▸ SET TASK
Copy out the listing that follows, line for line, without changing a single character.

▸ DATA FOR THIS TASK
+===+

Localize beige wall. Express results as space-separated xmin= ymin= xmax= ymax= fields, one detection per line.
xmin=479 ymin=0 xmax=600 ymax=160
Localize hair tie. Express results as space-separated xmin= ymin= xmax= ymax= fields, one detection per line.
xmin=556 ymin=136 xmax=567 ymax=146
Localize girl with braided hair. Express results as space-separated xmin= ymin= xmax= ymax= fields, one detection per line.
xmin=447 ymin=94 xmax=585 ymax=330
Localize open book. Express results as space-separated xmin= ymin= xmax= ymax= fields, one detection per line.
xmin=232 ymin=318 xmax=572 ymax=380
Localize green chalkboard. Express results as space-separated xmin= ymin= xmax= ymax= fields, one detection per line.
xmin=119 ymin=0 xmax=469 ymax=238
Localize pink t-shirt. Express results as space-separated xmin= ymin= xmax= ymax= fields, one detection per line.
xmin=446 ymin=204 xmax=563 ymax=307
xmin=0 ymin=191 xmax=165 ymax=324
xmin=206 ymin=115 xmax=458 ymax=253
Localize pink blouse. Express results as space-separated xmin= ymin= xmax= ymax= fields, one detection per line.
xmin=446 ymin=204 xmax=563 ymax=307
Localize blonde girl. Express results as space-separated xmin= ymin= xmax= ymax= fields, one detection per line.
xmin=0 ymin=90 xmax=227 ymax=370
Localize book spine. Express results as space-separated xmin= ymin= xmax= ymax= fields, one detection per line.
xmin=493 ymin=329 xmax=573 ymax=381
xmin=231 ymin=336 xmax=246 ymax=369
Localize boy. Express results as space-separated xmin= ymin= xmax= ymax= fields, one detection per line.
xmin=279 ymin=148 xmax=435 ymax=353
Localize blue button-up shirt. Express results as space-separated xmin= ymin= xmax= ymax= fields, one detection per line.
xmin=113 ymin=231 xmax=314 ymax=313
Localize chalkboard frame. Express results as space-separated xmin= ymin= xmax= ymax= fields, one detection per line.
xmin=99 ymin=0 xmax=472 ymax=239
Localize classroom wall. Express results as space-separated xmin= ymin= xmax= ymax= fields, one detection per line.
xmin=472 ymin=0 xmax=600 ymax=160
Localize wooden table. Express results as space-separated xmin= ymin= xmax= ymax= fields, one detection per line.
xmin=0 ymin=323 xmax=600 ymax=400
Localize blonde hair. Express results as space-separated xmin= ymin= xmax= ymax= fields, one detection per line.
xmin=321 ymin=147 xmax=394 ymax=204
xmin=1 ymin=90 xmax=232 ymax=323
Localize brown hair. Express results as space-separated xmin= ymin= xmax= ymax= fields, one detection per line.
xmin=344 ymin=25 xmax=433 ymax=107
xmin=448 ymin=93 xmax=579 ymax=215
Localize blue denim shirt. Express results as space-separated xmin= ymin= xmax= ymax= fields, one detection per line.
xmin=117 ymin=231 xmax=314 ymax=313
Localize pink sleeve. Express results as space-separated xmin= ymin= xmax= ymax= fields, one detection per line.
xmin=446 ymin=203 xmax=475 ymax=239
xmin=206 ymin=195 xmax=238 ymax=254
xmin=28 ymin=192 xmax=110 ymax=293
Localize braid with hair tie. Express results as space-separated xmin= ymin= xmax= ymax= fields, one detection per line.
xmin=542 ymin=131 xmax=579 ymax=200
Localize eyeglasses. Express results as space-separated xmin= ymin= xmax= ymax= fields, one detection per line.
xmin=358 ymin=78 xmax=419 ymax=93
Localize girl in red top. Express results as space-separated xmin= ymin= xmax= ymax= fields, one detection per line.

+===+

▸ REPLY TO THE EXERCISE
Localize beige wall. Express results as space-separated xmin= ymin= xmax= ymax= fields, one detection per line.
xmin=479 ymin=0 xmax=600 ymax=160
Localize hair tie. Express results as space-separated xmin= ymin= xmax= ymax= fields, one detection per line.
xmin=556 ymin=136 xmax=567 ymax=146
Localize girl with braided hair. Express results as space-separated xmin= ymin= xmax= ymax= fields, one detection per line.
xmin=447 ymin=94 xmax=585 ymax=330
Localize open book. Express results as space-separated xmin= ymin= xmax= ymax= fields, one detection per line.
xmin=232 ymin=318 xmax=572 ymax=380
Localize green chalkboard. Express results as space-separated xmin= ymin= xmax= ymax= fields, one detection per line.
xmin=119 ymin=0 xmax=469 ymax=238
Localize pink t-shirt. Express results as space-separated xmin= ymin= xmax= ymax= fields, one detection per line.
xmin=446 ymin=204 xmax=563 ymax=307
xmin=0 ymin=191 xmax=165 ymax=324
xmin=206 ymin=115 xmax=458 ymax=253
Localize pink blouse. Express results as space-separated xmin= ymin= xmax= ymax= fields, one detection per line.
xmin=446 ymin=204 xmax=563 ymax=307
Localize blonde girl. Express results as space-separated xmin= ymin= xmax= ymax= fields, one detection per line.
xmin=0 ymin=90 xmax=227 ymax=370
Localize book spine. Express results as space-separated xmin= ymin= xmax= ymax= fields, one detection per line.
xmin=493 ymin=329 xmax=573 ymax=381
xmin=231 ymin=336 xmax=246 ymax=369
Localize boy. Express results as space-separated xmin= ymin= xmax= ymax= fields, one detection per line.
xmin=279 ymin=148 xmax=435 ymax=353
Localize blue button-up shirt. Express results as space-separated xmin= ymin= xmax= ymax= fields, one detection per line.
xmin=113 ymin=231 xmax=314 ymax=313
Localize chalkboard frame. Express results as space-separated xmin= ymin= xmax= ymax= fields, one detection per line.
xmin=99 ymin=0 xmax=472 ymax=239
Localize classroom wall. Express results as space-separated xmin= ymin= xmax= ymax= fields, one detection per line.
xmin=472 ymin=0 xmax=600 ymax=160
Localize wooden table. Express results as space-separated xmin= ymin= xmax= ymax= fields, one detection per line.
xmin=0 ymin=323 xmax=600 ymax=400
Localize blonde hair. Express results as space-separated xmin= ymin= xmax= ymax= fields, one detection per line.
xmin=321 ymin=147 xmax=394 ymax=204
xmin=1 ymin=90 xmax=232 ymax=323
Localize brown hair. Express results as space-separated xmin= ymin= xmax= ymax= fields, one detection per line.
xmin=344 ymin=25 xmax=433 ymax=107
xmin=448 ymin=93 xmax=579 ymax=215
Localize blue denim shirt. Express results as space-separated xmin= ymin= xmax= ymax= fields, one detection per line.
xmin=117 ymin=231 xmax=314 ymax=313
Localize pink sleeve. Express results as space-separated xmin= ymin= xmax= ymax= fields, one detection per line.
xmin=446 ymin=203 xmax=475 ymax=239
xmin=206 ymin=195 xmax=238 ymax=254
xmin=28 ymin=192 xmax=110 ymax=293
Localize braid with hair tie. Express results as space-separated xmin= ymin= xmax= ymax= fields, one detection per line.
xmin=542 ymin=131 xmax=579 ymax=200
Localize eyeglasses. Express results as space-separated xmin= ymin= xmax= ymax= fields, one detection per line.
xmin=358 ymin=78 xmax=419 ymax=93
Localize girl in red top. Express results as space-separated xmin= ymin= xmax= ymax= fields, one detection per line.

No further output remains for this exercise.